Information section start

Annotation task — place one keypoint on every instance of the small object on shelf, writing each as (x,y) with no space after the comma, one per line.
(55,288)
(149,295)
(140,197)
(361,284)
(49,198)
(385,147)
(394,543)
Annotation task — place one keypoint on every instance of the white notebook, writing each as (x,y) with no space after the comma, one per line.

Information section end
Information section start

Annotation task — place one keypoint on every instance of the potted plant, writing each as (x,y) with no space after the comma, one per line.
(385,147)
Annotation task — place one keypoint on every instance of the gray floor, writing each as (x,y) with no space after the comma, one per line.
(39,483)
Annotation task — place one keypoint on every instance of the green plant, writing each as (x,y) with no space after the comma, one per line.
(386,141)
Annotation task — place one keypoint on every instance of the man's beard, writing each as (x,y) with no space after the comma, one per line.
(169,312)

Information section end
Information section start

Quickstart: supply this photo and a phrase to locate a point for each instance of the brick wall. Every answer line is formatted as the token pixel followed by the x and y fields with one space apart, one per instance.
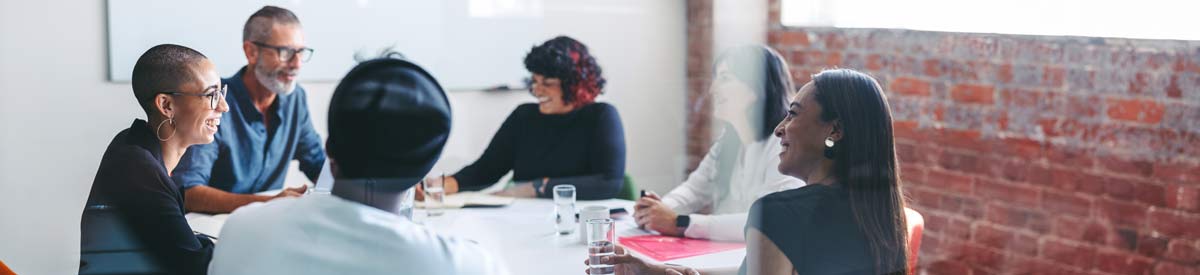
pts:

Information section end

Everything in the material above from the line that has "of the small" through the line that has "of the white" must be duplicated exactly, with no other lines given.

- [Answer space]
Annotation task — place one keypoint on every instance of the small object on shelf, writing each as (x,y) with no space after the comma, one per line.
(55,288)
(149,295)
(140,197)
(361,284)
(49,198)
(385,147)
(394,543)
Annotation task — place one keypoint on every instance of the white notebook, writing each as (x,y) with no space after the comma, one per line.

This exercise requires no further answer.